## WHAT IS BEING ASKED
Retype exactly the lines from the line with "the gray water." to the end of the data, keeping both boundary lines.
══ INFORMATION PROVIDED ══
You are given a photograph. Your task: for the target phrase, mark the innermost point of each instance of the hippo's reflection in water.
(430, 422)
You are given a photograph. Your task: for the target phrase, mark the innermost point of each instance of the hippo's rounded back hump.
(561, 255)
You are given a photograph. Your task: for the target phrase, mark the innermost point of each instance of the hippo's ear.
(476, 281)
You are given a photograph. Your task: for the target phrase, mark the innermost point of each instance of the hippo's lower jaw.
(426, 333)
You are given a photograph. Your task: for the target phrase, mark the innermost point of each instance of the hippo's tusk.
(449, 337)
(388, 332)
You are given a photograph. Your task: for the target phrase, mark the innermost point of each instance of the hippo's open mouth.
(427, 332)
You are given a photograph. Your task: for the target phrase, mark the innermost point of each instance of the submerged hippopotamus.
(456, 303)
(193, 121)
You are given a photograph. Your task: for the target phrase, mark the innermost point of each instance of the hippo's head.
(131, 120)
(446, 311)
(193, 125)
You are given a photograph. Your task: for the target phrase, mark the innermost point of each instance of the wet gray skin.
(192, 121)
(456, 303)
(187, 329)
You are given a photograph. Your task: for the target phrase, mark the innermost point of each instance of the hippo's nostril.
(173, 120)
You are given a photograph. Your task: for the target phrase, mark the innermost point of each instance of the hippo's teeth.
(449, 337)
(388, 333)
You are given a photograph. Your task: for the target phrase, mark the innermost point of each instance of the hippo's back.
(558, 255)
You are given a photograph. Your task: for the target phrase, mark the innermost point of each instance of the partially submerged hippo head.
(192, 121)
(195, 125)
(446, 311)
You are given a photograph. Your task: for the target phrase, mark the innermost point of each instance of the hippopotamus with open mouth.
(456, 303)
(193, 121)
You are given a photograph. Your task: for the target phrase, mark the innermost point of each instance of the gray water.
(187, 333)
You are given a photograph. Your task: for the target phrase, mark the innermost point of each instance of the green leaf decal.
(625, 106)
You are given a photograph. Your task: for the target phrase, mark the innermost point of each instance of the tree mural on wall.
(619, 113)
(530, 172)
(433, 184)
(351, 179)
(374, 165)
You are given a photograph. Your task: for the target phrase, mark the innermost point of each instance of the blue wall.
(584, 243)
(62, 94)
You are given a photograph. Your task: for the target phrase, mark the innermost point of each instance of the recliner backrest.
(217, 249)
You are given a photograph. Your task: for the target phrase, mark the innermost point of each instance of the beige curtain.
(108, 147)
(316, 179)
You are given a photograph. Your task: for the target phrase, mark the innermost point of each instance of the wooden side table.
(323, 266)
═══
## THE SOLUTION
You are given a photograph. Your task: for the target phrase, mark the innermost point of each instance of the gray water.
(187, 333)
You are given a photograph. Your task: for the target phrase, mark the innermost point of each instance of the green leaf decal.
(625, 106)
You are given a photograph. Your task: for the target phrase, mark the innermost point of each instance of the tree mural on wall.
(619, 113)
(530, 172)
(433, 184)
(351, 179)
(374, 165)
You are given a photograph. Your task: for the target phrase, mark the innermost point of each instance of the blue wall.
(584, 243)
(62, 94)
You are given a photograph. Your task: for the target phrase, mark the innermost point of each instance of the recliner backrest.
(217, 249)
You are given a photograph. Your task: for the target phrase, mark the innermost point of each instance of the beige curtain.
(108, 147)
(316, 179)
You are given a photograph. Your task: for the target phrase, mark the innermost point of each instance of the wooden side table.
(323, 266)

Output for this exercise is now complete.